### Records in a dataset
============
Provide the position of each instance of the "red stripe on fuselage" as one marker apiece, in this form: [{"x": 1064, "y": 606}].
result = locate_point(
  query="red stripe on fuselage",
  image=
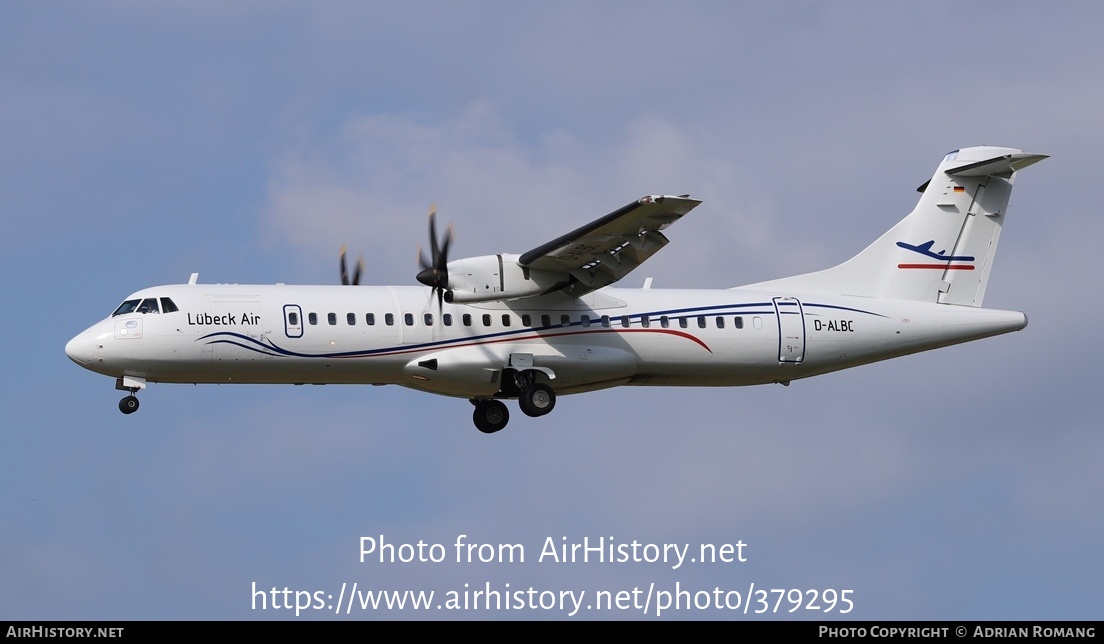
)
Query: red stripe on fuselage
[
  {"x": 533, "y": 337},
  {"x": 947, "y": 266}
]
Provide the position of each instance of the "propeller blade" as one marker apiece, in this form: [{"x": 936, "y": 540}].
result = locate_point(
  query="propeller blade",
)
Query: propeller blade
[{"x": 434, "y": 271}]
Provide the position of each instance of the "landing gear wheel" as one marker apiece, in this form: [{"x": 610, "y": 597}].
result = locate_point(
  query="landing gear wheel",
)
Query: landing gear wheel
[
  {"x": 128, "y": 404},
  {"x": 537, "y": 400},
  {"x": 490, "y": 415}
]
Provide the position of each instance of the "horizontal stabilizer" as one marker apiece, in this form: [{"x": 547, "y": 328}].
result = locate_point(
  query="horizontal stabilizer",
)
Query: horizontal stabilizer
[{"x": 1002, "y": 166}]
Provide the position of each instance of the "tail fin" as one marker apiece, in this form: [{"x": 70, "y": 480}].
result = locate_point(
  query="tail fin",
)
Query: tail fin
[{"x": 943, "y": 251}]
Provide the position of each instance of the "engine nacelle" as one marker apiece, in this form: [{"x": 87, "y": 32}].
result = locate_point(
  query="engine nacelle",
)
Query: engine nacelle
[{"x": 495, "y": 277}]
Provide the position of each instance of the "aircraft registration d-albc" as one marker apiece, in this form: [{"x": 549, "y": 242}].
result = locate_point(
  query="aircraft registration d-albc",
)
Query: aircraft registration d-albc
[{"x": 548, "y": 323}]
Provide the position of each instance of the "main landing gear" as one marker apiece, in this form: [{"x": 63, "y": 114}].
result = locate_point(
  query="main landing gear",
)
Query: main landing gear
[{"x": 535, "y": 399}]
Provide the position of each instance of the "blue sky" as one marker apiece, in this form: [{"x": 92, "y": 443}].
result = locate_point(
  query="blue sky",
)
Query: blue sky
[{"x": 247, "y": 141}]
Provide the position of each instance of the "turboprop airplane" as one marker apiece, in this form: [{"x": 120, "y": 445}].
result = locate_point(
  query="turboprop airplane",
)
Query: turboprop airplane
[{"x": 547, "y": 323}]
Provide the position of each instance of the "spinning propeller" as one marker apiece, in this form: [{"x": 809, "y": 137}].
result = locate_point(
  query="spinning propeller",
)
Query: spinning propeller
[
  {"x": 435, "y": 271},
  {"x": 345, "y": 272}
]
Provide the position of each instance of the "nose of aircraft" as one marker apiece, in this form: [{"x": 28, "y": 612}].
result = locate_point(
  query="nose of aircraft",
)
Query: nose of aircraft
[{"x": 80, "y": 349}]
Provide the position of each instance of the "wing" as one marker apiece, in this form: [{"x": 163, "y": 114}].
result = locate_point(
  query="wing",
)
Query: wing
[{"x": 606, "y": 250}]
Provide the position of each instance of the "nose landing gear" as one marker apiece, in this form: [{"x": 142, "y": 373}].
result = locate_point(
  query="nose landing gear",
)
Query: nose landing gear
[{"x": 131, "y": 383}]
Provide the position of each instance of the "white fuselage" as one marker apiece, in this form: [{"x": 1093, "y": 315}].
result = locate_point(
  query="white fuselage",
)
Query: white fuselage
[{"x": 280, "y": 334}]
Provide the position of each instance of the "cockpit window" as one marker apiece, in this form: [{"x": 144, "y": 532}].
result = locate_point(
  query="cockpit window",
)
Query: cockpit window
[
  {"x": 148, "y": 305},
  {"x": 126, "y": 307}
]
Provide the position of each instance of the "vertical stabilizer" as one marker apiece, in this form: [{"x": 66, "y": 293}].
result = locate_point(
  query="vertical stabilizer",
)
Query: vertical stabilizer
[{"x": 943, "y": 251}]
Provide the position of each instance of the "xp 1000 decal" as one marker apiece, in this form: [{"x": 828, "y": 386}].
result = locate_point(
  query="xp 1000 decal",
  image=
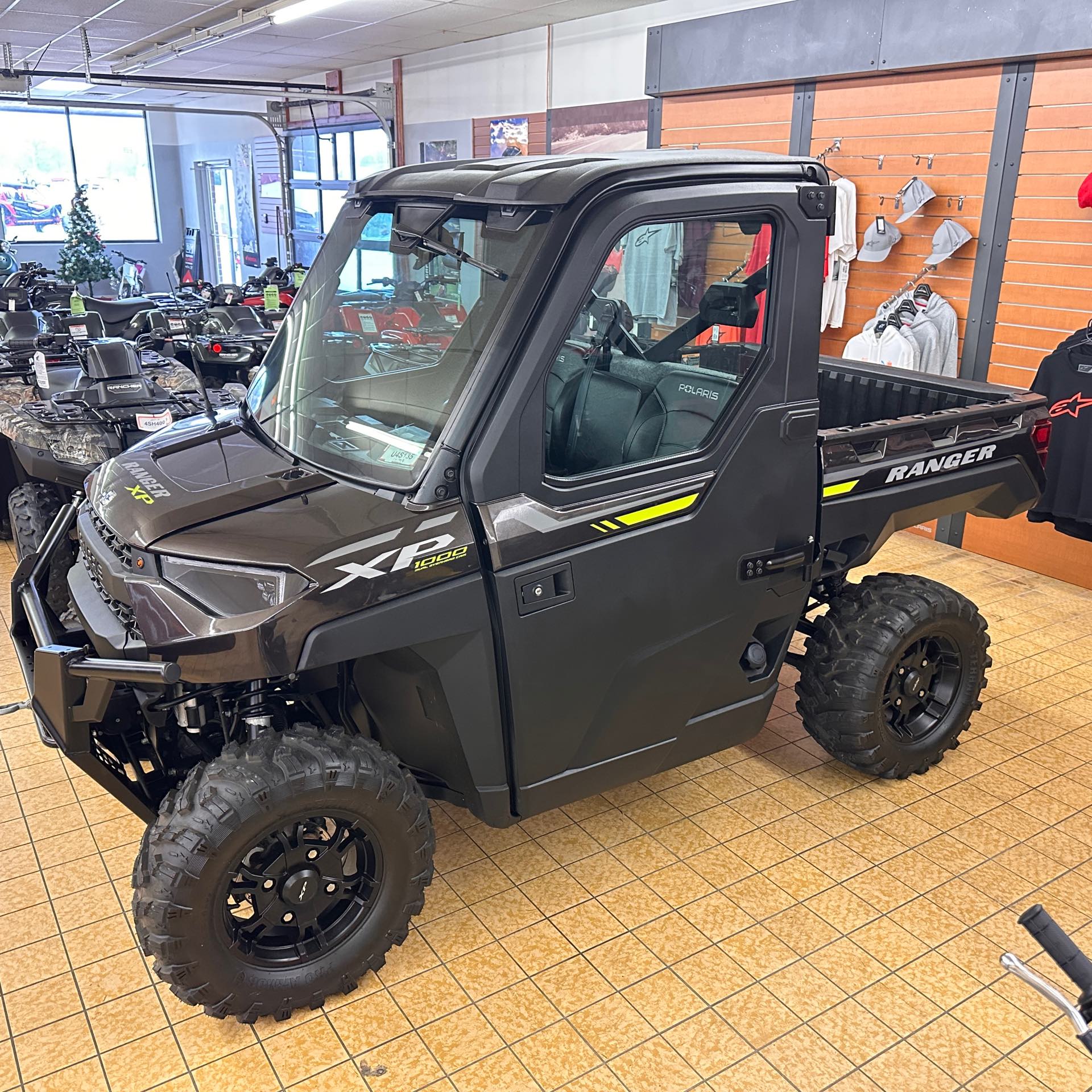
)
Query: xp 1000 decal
[{"x": 436, "y": 552}]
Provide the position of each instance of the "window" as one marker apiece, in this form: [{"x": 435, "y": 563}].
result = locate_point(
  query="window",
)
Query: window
[
  {"x": 325, "y": 165},
  {"x": 675, "y": 321},
  {"x": 363, "y": 383},
  {"x": 46, "y": 153}
]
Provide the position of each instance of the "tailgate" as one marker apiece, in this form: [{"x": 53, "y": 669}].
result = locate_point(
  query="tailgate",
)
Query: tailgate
[{"x": 888, "y": 475}]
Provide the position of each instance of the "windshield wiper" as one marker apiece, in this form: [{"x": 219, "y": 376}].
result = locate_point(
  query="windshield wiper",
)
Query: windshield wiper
[{"x": 444, "y": 249}]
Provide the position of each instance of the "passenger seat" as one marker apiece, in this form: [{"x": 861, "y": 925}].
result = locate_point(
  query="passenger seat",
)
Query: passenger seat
[{"x": 677, "y": 415}]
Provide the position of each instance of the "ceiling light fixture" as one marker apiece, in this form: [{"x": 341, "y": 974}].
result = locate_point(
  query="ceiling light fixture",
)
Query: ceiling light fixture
[
  {"x": 301, "y": 10},
  {"x": 63, "y": 85},
  {"x": 167, "y": 53}
]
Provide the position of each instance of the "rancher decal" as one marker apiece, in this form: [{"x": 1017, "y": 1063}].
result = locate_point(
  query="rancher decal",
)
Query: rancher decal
[{"x": 952, "y": 462}]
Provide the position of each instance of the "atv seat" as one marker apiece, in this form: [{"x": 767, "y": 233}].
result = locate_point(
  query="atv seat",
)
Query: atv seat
[{"x": 115, "y": 312}]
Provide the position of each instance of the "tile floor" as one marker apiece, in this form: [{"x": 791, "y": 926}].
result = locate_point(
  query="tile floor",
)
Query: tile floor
[{"x": 760, "y": 921}]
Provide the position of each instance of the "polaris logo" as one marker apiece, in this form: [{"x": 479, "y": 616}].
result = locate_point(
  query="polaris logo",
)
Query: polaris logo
[
  {"x": 700, "y": 391},
  {"x": 942, "y": 464},
  {"x": 152, "y": 485}
]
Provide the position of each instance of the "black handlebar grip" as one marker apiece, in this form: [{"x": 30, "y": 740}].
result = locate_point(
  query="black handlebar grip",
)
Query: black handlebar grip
[{"x": 1057, "y": 944}]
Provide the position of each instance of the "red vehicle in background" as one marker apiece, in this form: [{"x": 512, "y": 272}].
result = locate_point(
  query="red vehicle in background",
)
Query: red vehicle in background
[
  {"x": 403, "y": 312},
  {"x": 20, "y": 209}
]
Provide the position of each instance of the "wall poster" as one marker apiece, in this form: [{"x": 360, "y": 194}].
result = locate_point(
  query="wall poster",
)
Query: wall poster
[
  {"x": 605, "y": 127},
  {"x": 508, "y": 136}
]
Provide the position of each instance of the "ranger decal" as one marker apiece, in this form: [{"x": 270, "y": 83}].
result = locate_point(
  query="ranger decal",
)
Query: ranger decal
[{"x": 952, "y": 462}]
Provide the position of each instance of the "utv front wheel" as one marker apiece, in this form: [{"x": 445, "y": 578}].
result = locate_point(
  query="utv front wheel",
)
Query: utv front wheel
[
  {"x": 279, "y": 873},
  {"x": 892, "y": 673},
  {"x": 32, "y": 508}
]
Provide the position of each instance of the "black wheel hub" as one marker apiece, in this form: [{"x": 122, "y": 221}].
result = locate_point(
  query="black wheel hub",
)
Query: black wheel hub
[
  {"x": 304, "y": 888},
  {"x": 921, "y": 689}
]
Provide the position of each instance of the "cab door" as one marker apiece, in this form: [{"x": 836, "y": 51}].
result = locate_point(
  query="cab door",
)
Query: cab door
[{"x": 651, "y": 562}]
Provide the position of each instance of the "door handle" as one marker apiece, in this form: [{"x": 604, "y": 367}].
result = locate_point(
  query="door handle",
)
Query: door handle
[
  {"x": 768, "y": 565},
  {"x": 544, "y": 589}
]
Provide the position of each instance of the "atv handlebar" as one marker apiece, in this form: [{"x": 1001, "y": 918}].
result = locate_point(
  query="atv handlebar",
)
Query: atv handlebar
[
  {"x": 1057, "y": 944},
  {"x": 1076, "y": 966}
]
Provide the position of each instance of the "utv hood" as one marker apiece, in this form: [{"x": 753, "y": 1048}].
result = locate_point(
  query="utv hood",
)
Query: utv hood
[{"x": 191, "y": 474}]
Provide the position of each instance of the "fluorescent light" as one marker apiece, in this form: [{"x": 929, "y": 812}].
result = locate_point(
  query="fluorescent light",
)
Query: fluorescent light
[
  {"x": 64, "y": 85},
  {"x": 378, "y": 434},
  {"x": 303, "y": 9},
  {"x": 214, "y": 40}
]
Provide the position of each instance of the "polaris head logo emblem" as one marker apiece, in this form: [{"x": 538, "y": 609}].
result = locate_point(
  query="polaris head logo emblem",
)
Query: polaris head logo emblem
[
  {"x": 942, "y": 464},
  {"x": 701, "y": 392}
]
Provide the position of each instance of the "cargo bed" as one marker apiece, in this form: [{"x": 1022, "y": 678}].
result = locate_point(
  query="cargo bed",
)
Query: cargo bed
[{"x": 900, "y": 448}]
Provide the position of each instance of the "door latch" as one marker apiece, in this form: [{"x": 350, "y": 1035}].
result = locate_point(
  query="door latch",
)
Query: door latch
[
  {"x": 544, "y": 589},
  {"x": 769, "y": 565}
]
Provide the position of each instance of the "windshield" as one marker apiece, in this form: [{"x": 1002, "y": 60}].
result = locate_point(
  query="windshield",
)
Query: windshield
[{"x": 384, "y": 333}]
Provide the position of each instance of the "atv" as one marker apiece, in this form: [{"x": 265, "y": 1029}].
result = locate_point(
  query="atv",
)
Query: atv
[
  {"x": 224, "y": 339},
  {"x": 68, "y": 404},
  {"x": 548, "y": 560}
]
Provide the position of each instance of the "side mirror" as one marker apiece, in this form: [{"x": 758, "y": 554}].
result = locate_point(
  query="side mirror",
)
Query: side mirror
[{"x": 730, "y": 304}]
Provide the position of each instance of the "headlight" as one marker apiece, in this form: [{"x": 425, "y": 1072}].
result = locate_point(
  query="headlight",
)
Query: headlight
[
  {"x": 233, "y": 589},
  {"x": 77, "y": 445}
]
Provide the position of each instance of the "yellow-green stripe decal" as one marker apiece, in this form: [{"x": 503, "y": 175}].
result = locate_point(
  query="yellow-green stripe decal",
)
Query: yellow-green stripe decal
[
  {"x": 840, "y": 490},
  {"x": 679, "y": 505}
]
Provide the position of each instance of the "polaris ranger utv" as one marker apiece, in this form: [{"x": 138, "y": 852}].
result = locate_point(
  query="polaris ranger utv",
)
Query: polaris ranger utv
[{"x": 567, "y": 552}]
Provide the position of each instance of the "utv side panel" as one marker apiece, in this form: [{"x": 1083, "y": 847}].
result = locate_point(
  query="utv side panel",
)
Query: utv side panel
[
  {"x": 426, "y": 671},
  {"x": 635, "y": 662}
]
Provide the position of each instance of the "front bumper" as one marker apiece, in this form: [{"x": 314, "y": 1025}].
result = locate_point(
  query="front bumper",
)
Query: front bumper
[{"x": 70, "y": 689}]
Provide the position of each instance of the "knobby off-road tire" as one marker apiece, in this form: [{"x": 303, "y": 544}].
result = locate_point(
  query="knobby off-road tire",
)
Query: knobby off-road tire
[
  {"x": 32, "y": 508},
  {"x": 892, "y": 674},
  {"x": 216, "y": 824}
]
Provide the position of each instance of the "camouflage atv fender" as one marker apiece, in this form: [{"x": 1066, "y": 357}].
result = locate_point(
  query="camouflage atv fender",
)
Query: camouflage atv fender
[{"x": 172, "y": 376}]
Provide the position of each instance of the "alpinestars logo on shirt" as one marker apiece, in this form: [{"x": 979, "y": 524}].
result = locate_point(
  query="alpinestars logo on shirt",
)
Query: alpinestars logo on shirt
[{"x": 1073, "y": 407}]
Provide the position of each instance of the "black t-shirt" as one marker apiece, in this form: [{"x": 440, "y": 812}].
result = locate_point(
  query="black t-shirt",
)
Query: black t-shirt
[{"x": 1065, "y": 377}]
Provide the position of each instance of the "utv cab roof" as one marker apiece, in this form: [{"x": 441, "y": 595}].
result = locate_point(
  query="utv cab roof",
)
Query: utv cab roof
[{"x": 557, "y": 179}]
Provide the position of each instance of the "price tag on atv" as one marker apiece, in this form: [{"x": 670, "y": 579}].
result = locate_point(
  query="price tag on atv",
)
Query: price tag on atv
[
  {"x": 153, "y": 422},
  {"x": 41, "y": 371}
]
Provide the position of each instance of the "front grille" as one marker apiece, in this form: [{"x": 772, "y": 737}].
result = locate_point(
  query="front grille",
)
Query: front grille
[
  {"x": 115, "y": 543},
  {"x": 121, "y": 611}
]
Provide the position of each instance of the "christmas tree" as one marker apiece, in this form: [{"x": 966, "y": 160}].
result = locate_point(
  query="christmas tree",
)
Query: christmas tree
[{"x": 83, "y": 257}]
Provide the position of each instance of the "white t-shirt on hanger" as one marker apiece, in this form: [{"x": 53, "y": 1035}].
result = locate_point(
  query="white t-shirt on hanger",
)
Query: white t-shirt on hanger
[
  {"x": 892, "y": 348},
  {"x": 843, "y": 249}
]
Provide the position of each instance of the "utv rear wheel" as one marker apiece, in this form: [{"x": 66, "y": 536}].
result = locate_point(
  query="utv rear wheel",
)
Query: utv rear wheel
[
  {"x": 279, "y": 873},
  {"x": 892, "y": 673},
  {"x": 32, "y": 508}
]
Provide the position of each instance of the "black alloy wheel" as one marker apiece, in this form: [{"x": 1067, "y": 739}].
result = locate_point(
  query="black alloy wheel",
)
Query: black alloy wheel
[
  {"x": 304, "y": 888},
  {"x": 920, "y": 692},
  {"x": 281, "y": 872}
]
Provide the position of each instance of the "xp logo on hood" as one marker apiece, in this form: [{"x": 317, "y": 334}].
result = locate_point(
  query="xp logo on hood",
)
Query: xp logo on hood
[
  {"x": 422, "y": 555},
  {"x": 151, "y": 485}
]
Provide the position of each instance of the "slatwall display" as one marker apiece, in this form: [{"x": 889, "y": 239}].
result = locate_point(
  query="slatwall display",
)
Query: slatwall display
[
  {"x": 1046, "y": 292},
  {"x": 947, "y": 115},
  {"x": 536, "y": 134}
]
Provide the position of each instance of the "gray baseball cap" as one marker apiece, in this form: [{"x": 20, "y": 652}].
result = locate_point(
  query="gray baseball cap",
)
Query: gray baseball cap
[
  {"x": 878, "y": 244},
  {"x": 915, "y": 193},
  {"x": 946, "y": 241}
]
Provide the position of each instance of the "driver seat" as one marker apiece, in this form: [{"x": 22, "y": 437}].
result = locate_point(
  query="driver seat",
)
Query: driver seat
[{"x": 117, "y": 313}]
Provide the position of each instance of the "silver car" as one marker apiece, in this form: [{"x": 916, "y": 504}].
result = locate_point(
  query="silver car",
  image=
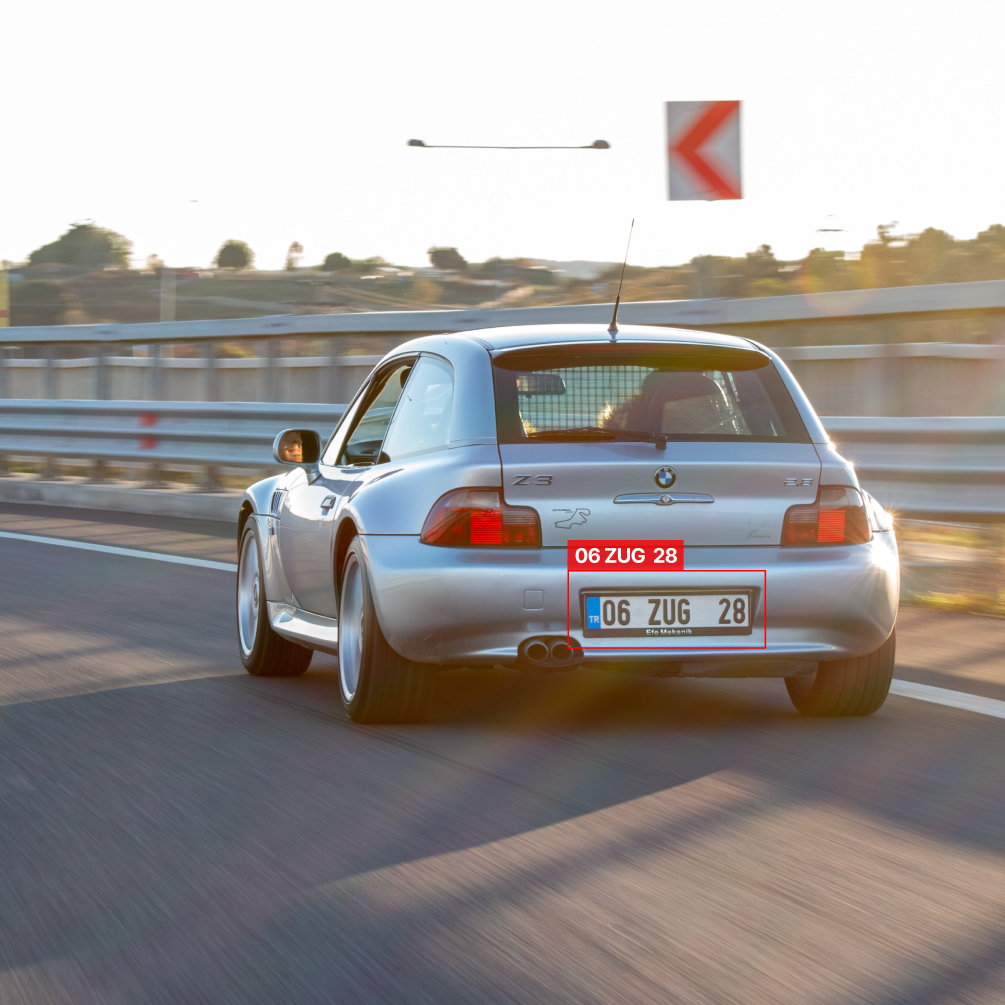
============
### Required task
From the data above, pull out every line that contains the string "panel" and list those lines.

### Expected answer
Provide the position of each instance of the "utv side panel" as one marker apiece, in this form: [{"x": 1083, "y": 847}].
  query="utv side panel",
Query: utv side panel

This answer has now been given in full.